Recorded information |
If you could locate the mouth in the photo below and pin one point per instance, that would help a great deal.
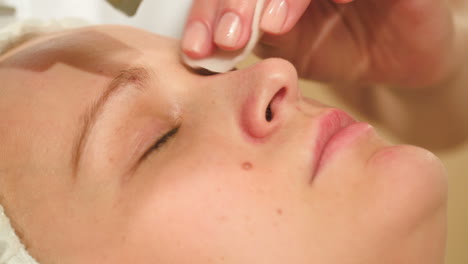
(333, 125)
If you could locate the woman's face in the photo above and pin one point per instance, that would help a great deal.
(114, 152)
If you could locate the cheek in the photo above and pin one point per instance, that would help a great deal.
(410, 182)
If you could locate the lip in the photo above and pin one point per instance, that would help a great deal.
(335, 129)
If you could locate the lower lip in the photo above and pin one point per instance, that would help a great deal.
(339, 141)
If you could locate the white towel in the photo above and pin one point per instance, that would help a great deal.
(12, 251)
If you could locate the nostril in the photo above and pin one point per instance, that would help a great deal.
(273, 105)
(268, 113)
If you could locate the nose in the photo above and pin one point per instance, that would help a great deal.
(268, 89)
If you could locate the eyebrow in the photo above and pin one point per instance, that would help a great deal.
(132, 78)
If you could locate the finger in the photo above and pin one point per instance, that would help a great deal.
(234, 24)
(280, 16)
(198, 34)
(342, 1)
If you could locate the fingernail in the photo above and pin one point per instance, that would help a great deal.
(195, 38)
(274, 17)
(228, 30)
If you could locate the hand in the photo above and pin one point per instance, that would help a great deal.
(402, 42)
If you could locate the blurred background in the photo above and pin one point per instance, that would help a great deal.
(455, 160)
(98, 11)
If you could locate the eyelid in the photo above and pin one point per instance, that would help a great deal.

Exercise directions | Repeat exactly the lines from the line containing "If you could locate the woman's" through the last line of the records above, including both, and nothing else.

Task output |
If you could locate the woman's face in the photo above and pin one point per instance, that would help a great deal.
(114, 152)
If you could locate the cheek in the photo above and pin one point per instance, that would help a great deal.
(410, 182)
If you could locate the lip in the photo above and pin one point per instance, that would help a great deal.
(335, 129)
If you could locate the lower lip in the photo above and pin one point per instance, that would help a great deal.
(339, 141)
If you could locate the white towel in the photo above and pin one point per instance, that would help a great deal.
(12, 251)
If you could locate the nostril in the photo above and pin one point per instance, that would help a great deal.
(273, 105)
(268, 113)
If you could locate the nose in the photo above and pin one point per instance, that would help a great deal.
(268, 89)
If you could locate the eyebrow in the photo above and pin one point per instance, that would help a great deal.
(132, 78)
If you could locate the finger in the photo above and pin one point per instance, that would help a great deal.
(234, 24)
(280, 16)
(198, 34)
(342, 1)
If you could locate the fingernail in the photo above and pin one point per instance, that would help a great deal.
(195, 38)
(274, 17)
(228, 30)
If you could locate the hand in the photo above and pin one point per instance, that would help a great deal.
(402, 42)
If you could locate the blurred background in the photo above and pin one point per instance, that would help a great deal.
(455, 160)
(98, 11)
If you could locate the eyelid in the photo above and pin one point per instance, that would help a great deal.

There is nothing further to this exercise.